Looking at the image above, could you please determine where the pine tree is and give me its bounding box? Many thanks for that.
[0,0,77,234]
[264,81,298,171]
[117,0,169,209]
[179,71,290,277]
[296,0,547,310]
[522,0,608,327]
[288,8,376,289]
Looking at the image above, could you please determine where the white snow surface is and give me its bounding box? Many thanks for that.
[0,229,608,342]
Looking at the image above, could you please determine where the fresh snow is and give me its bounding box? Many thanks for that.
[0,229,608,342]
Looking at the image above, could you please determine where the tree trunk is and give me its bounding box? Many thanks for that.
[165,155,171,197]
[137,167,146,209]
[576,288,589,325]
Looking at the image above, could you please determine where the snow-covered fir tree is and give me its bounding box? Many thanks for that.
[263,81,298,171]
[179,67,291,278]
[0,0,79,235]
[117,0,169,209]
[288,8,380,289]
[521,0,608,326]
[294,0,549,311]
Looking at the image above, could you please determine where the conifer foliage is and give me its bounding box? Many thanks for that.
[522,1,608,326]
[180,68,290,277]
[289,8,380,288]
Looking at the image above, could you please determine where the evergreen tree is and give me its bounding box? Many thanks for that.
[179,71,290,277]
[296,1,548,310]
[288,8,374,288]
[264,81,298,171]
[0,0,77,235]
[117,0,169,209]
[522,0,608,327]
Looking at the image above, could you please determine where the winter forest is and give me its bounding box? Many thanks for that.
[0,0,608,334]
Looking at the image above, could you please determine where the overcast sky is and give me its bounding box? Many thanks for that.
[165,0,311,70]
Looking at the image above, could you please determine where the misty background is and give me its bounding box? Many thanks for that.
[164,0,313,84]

┄┄┄┄┄┄┄┄┄┄

** What is required **
Please pick out every line in the records above that contains the word "determine" and copy each one. Case counts.

** Expected answer **
Looking at the image above, could you please determine where the pine tree is and give me its bounding box? Many thanks for that.
Looking at the image above, could you please determine where the white snow surface is and give me its bounding box? Many thanks for that.
Looking at the image above, could you please determine where the fresh snow is and give me its bounding box? Many thanks for that.
Looking at the image above, could you please determine where the tree trunk is and give me its bounding box? Many thanks for that.
Looking at the image above, could you please determine where the snow-covered fir tree is and give me its bounding box? Many thanks for that.
Looking at the image above, could you please determine where the conifer foliage is and give me its bounding box? Many thanks for that.
Looking at the image above, could you please determine where the evergreen tree is and give me its bounding box? Many thanks for that.
Looking at the image above, could you please determine where the winter forest is and give me its bounding box? Many thanks for that.
Looking at the image above, could you please determine where the overcast sky is and give me its bounding box? Many thanks for that.
Looking at the image above, could you please determine where the misty background is and give me its bounding box? Many thanks for that.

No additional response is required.